**DOCUMENT PASSAGE:**
----

PAX West 2025: Indie Rising

The heart of PAX lies in its most charming indie darlings. It’s not about the shiniest AAA game with a two hour line and a 15 minute demo. It’s about connecting culturally with gamers and game makers of all walks of life. Really, it’s not the games that keep us coming back, but the communal celebration of them. That’s what Indie Rising is all about — PAX’s yearly selection of ten up-and-coming developers with fresh visions of the future. Just as we did in 2022, 2023, and 2024, we’ve explored this year’s PAX Rising selection and interviewed the developers.

Arcane Eats

Arcane Eats. Dev. Wonderbelly Games.

Andrea and Bob Roberts are Wonderbelly Games, Redmond-area indie devs with a knack for delightful design. For a decade, the duo worked in AAA games: Bob led the design team at Monolith for the innovative Middle-earth games Shadow of Mordor (2014) and Shadow of War (2017) while Andrea worked on Fable and other properties at Microsoft. Now, they make “deliciously cheeky indie games,” which is exactly what Arcane Eats feels like. What cheeky indie devs do these days is they craft deckbuilders. That’s Arcane Eats — blending the world of competitive food competitions, restaurant management, and strategic rougelike deck management. There are hundreds of cards and by employing the right thoughtful combos, you can keep your customer base of ravenous monsters happy and well-fed. Nobody wants an angry horde of monsters but all of us want compulsively well-crafted deckbuilders.

----

**DIRECTIONS FOR THIS TASK:** Give the Indie Rising article again between "The heart of" and "interviewed the developers.", inclusive, changing "communal celebration" to "shared celebration".

Saved entries
----

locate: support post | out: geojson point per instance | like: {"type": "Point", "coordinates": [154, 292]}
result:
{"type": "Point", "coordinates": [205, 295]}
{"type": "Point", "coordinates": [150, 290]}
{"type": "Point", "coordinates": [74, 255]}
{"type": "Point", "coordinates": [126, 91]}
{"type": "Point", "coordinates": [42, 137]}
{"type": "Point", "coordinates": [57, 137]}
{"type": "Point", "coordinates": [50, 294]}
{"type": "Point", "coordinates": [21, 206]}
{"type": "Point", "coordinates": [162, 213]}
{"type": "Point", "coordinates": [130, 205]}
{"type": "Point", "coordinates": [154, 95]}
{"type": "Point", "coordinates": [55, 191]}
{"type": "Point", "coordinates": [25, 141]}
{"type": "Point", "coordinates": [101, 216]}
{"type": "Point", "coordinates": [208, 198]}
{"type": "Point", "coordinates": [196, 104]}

----

**TASK OUTPUT:**
The heart of PAX lies in its most charming indie darlings. It’s not about the shiniest AAA game with a two hour line and a 15 minute demo. It’s about connecting culturally with gamers and game makers of all walks of life. Really, it’s not the games that keep us coming back, but the shared celebration of them. That’s what Indie Rising is all about — PAX’s yearly selection of ten up-and-coming developers with fresh visions of the future. Just as we did in 2022, 2023, and 2024, we’ve explored this year’s PAX Rising selection and interviewed the developers.